Textauszug:
• • •
Als Charles de Gaulle 1958 mit einem vom Parlament abgesegneten Quasi-Staatsstreich an die Macht (zurück)kehrte, diktierte er dem Land seine Regeln: Mit einer neuen Verfassung schuf er die sogenannte Fünfte Republik. Dabei ließ er das Wahl- und Staatssystem auf seine Bedürfnissen zuschneiden und stattete das Präsidentenamt mit einer üppigen Machtfülle aus. Frankreichs Bewohnerinnen und Bewohner bezeichnete Charles de Gaulle insgeheim und höhnisch als „Kälber“. So kolportierte es jedenfalls einmal sein Sohn Philippe.

Der verwöhnte „Wahlmonarch“

Seit 1965 erhält der Staatspräsident sein Mandat und seine Legitimation durch eine direkte Volkswahl. Ziel der übermächtigen staatlichen Exekutive im von de Gaulle geschaffenen Präsidialsystem war, mit den Wirrnissen der parlamentarischen Demokratie, ihren häufigen Regierungskrisen und den endlosen Streitereien zwischen den Parteien aufzuräumen.

Als „permanenten Staatsstreich“ hat der damalige linke Oppositionspolitiker François Mitterrand jenen Systemwechsel zunächst bezeichnet. Denn mit der Verfassung der Fünften Republik wurden die Kompetenzen des Parlaments weitgehend beschnitten.

Derselbe Mitterrand fand sich nach seiner Wahl zum Staatspräsidenten 1981 allerdings bestens zurecht in der von de Gaulle geschaffenen Rolle eines „Wahlmonarchen“. Und bis heute wollte keiner der Nachfolger, die es sich seither auf dem Thron im Élysée-Palast bequem gemacht haben, etwas Wesentliches an dieser Machtfülle ändern. Eben auch nicht: Emmanuel Macron.
• • •
Die Aufgaben:
a – Fasse den Absatz des Textauszugs, der mit „Derselbe Mitterrand fand sich“ beginnt, als Stichpunktliste zusammen und behalte dabei seine wesentlichen Aussagen bei.
b – Gib den Textauszug zwischen „Als Charles de“ und „den Parteien aufzuräumen.“, beide Stellen eingeschlossen, wortgetreu wieder.
Die Daten spielen hierfür keine Rolle.

Bereitgestellte Daten:
• • •
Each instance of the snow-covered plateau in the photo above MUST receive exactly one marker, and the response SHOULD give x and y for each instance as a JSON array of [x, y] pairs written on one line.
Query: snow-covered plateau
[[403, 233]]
• • •
Vollständige Antworten:
a –
- Mitterrand kam nach seiner Wahl zum Staatspräsidenten 1981 bestens mit der von de Gaulle geschaffenen Rolle eines „Wahlmonarchen“ zurecht.
- Bis heute wollte keiner seiner Nachfolger im Élysée-Palast etwas Wesentliches an dieser Machtfülle ändern.
- Das gilt auch für Emmanuel Macron.

b –
Als Charles de Gaulle 1958 mit einem vom Parlament abgesegneten Quasi-Staatsstreich an die Macht (zurück)kehrte, diktierte er dem Land seine Regeln: Mit einer neuen Verfassung schuf er die sogenannte Fünfte Republik. Dabei ließ er das Wahl- und Staatssystem auf seine Bedürfnissen zuschneiden und stattete das Präsidentenamt mit einer üppigen Machtfülle aus. Frankreichs Bewohnerinnen und Bewohner bezeichnete Charles de Gaulle insgeheim und höhnisch als „Kälber“. So kolportierte es jedenfalls einmal sein Sohn Philippe.

Der verwöhnte „Wahlmonarch“

Seit 1965 erhält der Staatspräsident sein Mandat und seine Legitimation durch eine direkte Volkswahl. Ziel der übermächtigen staatlichen Exekutive im von de Gaulle geschaffenen Präsidialsystem war, mit den Wirrnissen der parlamentarischen Demokratie, ihren häufigen Regierungskrisen und den endlosen Streitereien zwischen den Parteien aufzuräumen.